Activity: Scan the records for the string "green", then copy each line that has it.

Saved entries:
--------------------------------

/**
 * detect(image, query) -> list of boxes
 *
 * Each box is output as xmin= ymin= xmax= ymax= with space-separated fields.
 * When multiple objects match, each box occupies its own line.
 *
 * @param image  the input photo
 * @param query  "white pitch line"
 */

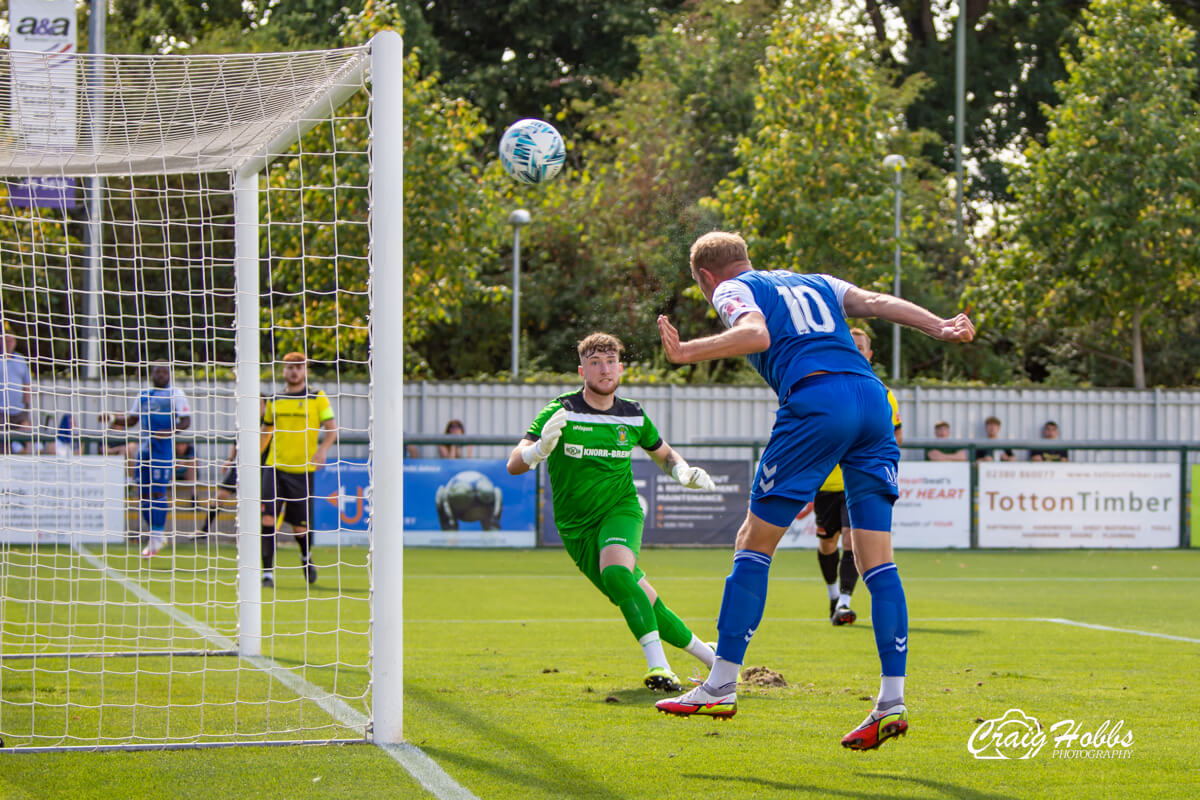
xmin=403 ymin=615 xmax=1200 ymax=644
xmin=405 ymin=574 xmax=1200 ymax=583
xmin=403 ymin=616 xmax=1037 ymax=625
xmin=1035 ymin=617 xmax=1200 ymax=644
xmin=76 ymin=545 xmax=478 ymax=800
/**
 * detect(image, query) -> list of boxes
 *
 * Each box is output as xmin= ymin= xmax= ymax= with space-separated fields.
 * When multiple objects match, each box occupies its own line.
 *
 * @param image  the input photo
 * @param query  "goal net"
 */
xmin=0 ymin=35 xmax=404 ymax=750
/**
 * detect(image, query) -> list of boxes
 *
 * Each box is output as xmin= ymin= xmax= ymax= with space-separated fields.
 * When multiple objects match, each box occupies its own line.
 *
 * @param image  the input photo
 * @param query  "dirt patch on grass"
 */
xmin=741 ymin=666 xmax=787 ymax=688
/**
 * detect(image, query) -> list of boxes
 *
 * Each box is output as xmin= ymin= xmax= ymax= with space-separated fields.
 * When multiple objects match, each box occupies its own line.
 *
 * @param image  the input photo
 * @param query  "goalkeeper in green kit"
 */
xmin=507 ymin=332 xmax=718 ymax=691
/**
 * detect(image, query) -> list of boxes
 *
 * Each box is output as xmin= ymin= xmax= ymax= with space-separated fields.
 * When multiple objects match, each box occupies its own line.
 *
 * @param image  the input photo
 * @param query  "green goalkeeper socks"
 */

--------------------------------

Answer section:
 * @param query  "goalkeeper in green kit"
 * @param query  "green goalkeeper socks"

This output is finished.